## Start

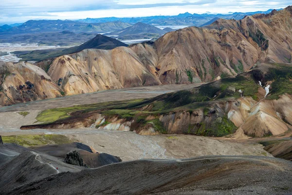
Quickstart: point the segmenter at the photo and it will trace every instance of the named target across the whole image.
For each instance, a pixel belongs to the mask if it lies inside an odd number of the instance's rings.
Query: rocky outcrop
[[[0,105],[56,98],[62,90],[42,69],[26,62],[0,62]]]
[[[0,105],[61,93],[209,82],[248,71],[258,63],[291,62],[291,10],[239,20],[219,19],[203,28],[185,28],[154,42],[128,47],[85,49],[39,63],[48,74],[27,62],[6,63],[11,74],[0,71]]]
[[[87,165],[83,164],[83,159],[80,156],[80,154],[76,150],[68,153],[64,161],[66,163],[73,165],[87,167]]]
[[[171,32],[154,42],[83,50],[55,59],[48,74],[68,95],[216,80],[257,62],[289,62],[291,16],[286,8],[263,18],[219,19],[203,28]]]

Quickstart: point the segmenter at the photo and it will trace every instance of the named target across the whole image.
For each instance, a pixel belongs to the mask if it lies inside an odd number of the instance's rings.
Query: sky
[[[186,12],[224,14],[266,11],[291,4],[291,0],[1,0],[0,23],[29,20],[174,16]]]

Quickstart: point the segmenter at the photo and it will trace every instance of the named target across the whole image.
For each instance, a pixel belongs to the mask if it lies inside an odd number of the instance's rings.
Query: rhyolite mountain
[[[248,71],[260,63],[290,62],[292,7],[239,20],[220,19],[203,28],[166,33],[154,42],[110,50],[86,49],[38,65],[65,95],[214,81]],[[1,85],[6,86],[2,97],[12,93],[8,87],[19,90],[19,84],[5,85],[6,79],[15,79],[13,74],[2,78]],[[42,94],[39,98],[46,98]]]

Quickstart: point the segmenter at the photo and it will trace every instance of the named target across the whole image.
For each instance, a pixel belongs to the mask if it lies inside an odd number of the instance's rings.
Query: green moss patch
[[[19,112],[18,113],[19,115],[21,115],[23,117],[25,117],[27,115],[29,114],[28,112]]]
[[[46,144],[61,144],[72,143],[73,140],[60,135],[23,135],[2,136],[4,143],[14,143],[24,147]]]

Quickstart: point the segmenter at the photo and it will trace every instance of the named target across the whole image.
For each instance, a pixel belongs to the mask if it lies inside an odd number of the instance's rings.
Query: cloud
[[[245,12],[284,8],[291,3],[288,0],[1,0],[0,22],[172,16],[186,12]]]

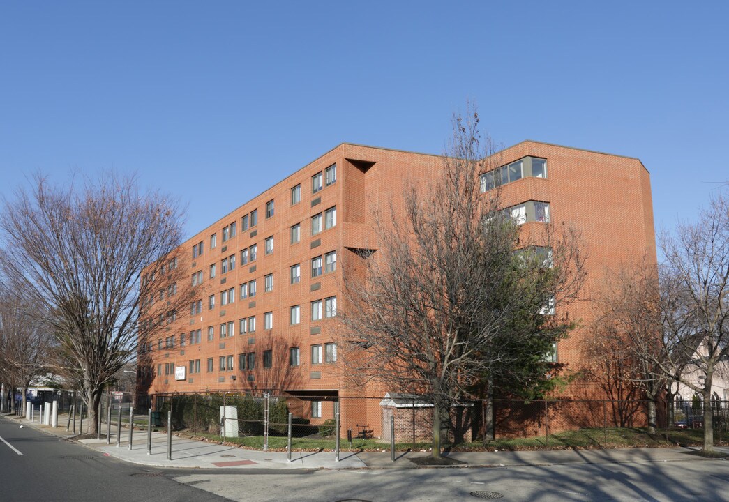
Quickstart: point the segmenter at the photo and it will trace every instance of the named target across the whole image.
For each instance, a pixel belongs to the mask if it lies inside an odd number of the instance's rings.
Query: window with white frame
[[[311,176],[311,193],[315,194],[324,188],[322,184],[321,171]]]
[[[301,240],[301,224],[297,223],[291,227],[291,243],[295,244]]]
[[[325,273],[337,270],[337,251],[333,251],[324,255],[324,271]]]
[[[337,344],[336,343],[325,343],[324,344],[324,357],[325,363],[335,363],[337,362]]]
[[[319,321],[321,319],[322,302],[320,299],[314,300],[311,302],[311,320]]]
[[[311,345],[311,364],[321,364],[321,344]]]
[[[337,224],[337,208],[330,208],[324,212],[324,227],[329,230]]]
[[[300,305],[289,307],[289,314],[291,324],[298,324],[301,322],[301,307]]]
[[[311,277],[319,277],[321,275],[321,256],[314,256],[311,259]]]
[[[337,297],[330,297],[324,299],[324,316],[326,318],[337,315]]]
[[[292,284],[298,284],[301,281],[301,265],[297,263],[295,265],[292,265],[289,269],[289,278],[291,280]]]
[[[301,202],[301,185],[298,184],[291,189],[291,205],[298,204]]]
[[[311,417],[312,418],[321,418],[321,401],[311,401]]]
[[[321,232],[321,221],[323,216],[321,213],[311,216],[311,235],[316,235]]]
[[[324,170],[324,183],[325,187],[337,181],[337,165],[332,164]]]

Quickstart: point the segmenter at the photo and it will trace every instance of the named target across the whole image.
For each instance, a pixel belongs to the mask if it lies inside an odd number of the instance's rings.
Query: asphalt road
[[[171,472],[122,463],[32,428],[20,428],[17,422],[4,417],[0,417],[0,438],[2,502],[227,500],[180,484]]]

## End

- [Job] Convert all of the lines above into a Markdown table with two columns, "Row" and "Line", giving each line a row number. Omit the blank lines and the pictures.

- [Answer to this exercise]
| Row | Line |
|---|---|
| 1 | Quickstart: point the segmenter at the photo and it will trace every instance of the named target across the whole image. |
| 2 | For each instance, a pixel belongs to the mask if it lies inside an odd number of the instance's rings. |
| 3 | Query: rocky outcrop |
| 4 | [[[0,105],[56,98],[62,90],[42,69],[26,62],[0,62]]] |
| 5 | [[[0,105],[61,93],[209,82],[248,71],[258,63],[291,62],[291,10],[239,20],[219,19],[203,28],[185,28],[154,42],[128,47],[85,49],[39,63],[48,74],[27,62],[6,63],[11,74],[0,71]]] |
| 6 | [[[87,165],[83,164],[83,159],[80,156],[80,154],[76,150],[68,153],[64,161],[66,163],[73,165],[87,167]]] |
| 7 | [[[171,32],[154,42],[83,50],[55,59],[48,74],[68,95],[216,80],[257,62],[289,62],[291,16],[286,8],[263,18],[219,19],[203,28]]] |
| 8 | Quickstart: point the segmenter at the photo and it will trace every instance of the named target across the whole image. |
| 9 | For each instance, a pixel belongs to the mask if it lies inside an odd number of the instance's rings. |
| 10 | Query: sky |
| 11 | [[[186,12],[224,14],[266,11],[291,4],[291,0],[1,0],[0,23],[29,20],[174,16]]] |
| 12 | Quickstart: point the segmenter at the photo and it will trace every instance of the named target across the whole image. |
| 13 | For each instance, a pixel belongs to the mask if it lies inside an odd number of the instance's rings. |
| 14 | Query: rhyolite mountain |
| 15 | [[[248,71],[260,63],[290,62],[292,7],[239,20],[220,19],[203,28],[166,33],[154,42],[110,50],[86,49],[38,65],[65,95],[214,81]],[[1,85],[6,86],[2,97],[12,93],[8,87],[19,90],[19,84],[5,85],[6,79],[15,79],[13,74],[2,78]],[[42,94],[39,98],[46,98]]] |
| 16 | Quickstart: point the segmenter at the photo and it will trace every instance of the named target across the whole image. |
| 17 | For each instance, a pixel belongs to the mask if it lies inside an odd number of the instance's rings. |
| 18 | Query: green moss patch |
| 19 | [[[19,112],[18,113],[19,115],[21,115],[23,117],[25,117],[27,115],[29,114],[28,112]]] |
| 20 | [[[46,144],[61,144],[72,143],[73,140],[60,135],[23,135],[2,136],[4,143],[14,143],[24,147]]] |
| 21 | Quickstart: point the segmenter at the photo and it will trace every instance of the named target across the whole image. |
| 22 | For each instance, a pixel belongs to the mask if it lies inside an odd number of the instance's rings. |
| 23 | Query: cloud |
| 24 | [[[245,12],[284,8],[291,3],[288,0],[1,0],[0,22],[172,16],[186,12]]] |
| 25 | Quickstart: point the segmenter at the photo and it will trace every instance of the named target across the whole image. |
| 26 | For each instance, a pixel belongs to the mask if it lies inside an odd number of the instance's rings. |
| 27 | Query: window with white frame |
| 28 | [[[311,176],[311,193],[315,194],[324,188],[322,184],[321,171]]] |
| 29 | [[[301,240],[301,224],[297,223],[291,227],[291,243],[295,244]]] |
| 30 | [[[325,273],[337,270],[337,251],[333,251],[324,255],[324,271]]] |
| 31 | [[[337,344],[336,343],[325,343],[324,344],[324,357],[325,363],[335,363],[337,362]]] |
| 32 | [[[319,321],[321,319],[322,302],[320,299],[314,300],[311,302],[311,320]]] |
| 33 | [[[311,345],[311,364],[321,364],[321,344]]] |
| 34 | [[[337,224],[337,208],[330,208],[324,212],[324,227],[329,230]]] |
| 35 | [[[300,305],[289,307],[289,314],[291,324],[298,324],[301,322],[301,307]]] |
| 36 | [[[311,277],[319,277],[321,275],[321,256],[314,256],[311,259]]] |
| 37 | [[[337,297],[330,297],[324,299],[324,316],[326,318],[337,315]]] |
| 38 | [[[292,284],[298,284],[301,281],[301,265],[297,263],[295,265],[292,265],[289,269],[289,278],[291,280]]] |
| 39 | [[[301,202],[301,185],[298,184],[291,189],[291,205],[298,204]]] |
| 40 | [[[311,417],[312,418],[321,418],[321,401],[311,401]]] |
| 41 | [[[321,232],[321,221],[323,216],[321,213],[311,216],[311,235],[316,235]]] |
| 42 | [[[324,170],[324,183],[325,187],[337,181],[337,165],[332,164]]] |
| 43 | Quickstart: point the segmenter at the photo and it will trace every instance of the named target across the whole image. |
| 44 | For each instance, a pixel belongs to the mask if it lies inside an odd number of the instance's rings. |
| 45 | Query: asphalt road |
| 46 | [[[171,472],[122,463],[32,428],[20,428],[17,422],[4,417],[0,417],[0,438],[2,502],[227,500],[180,484]]] |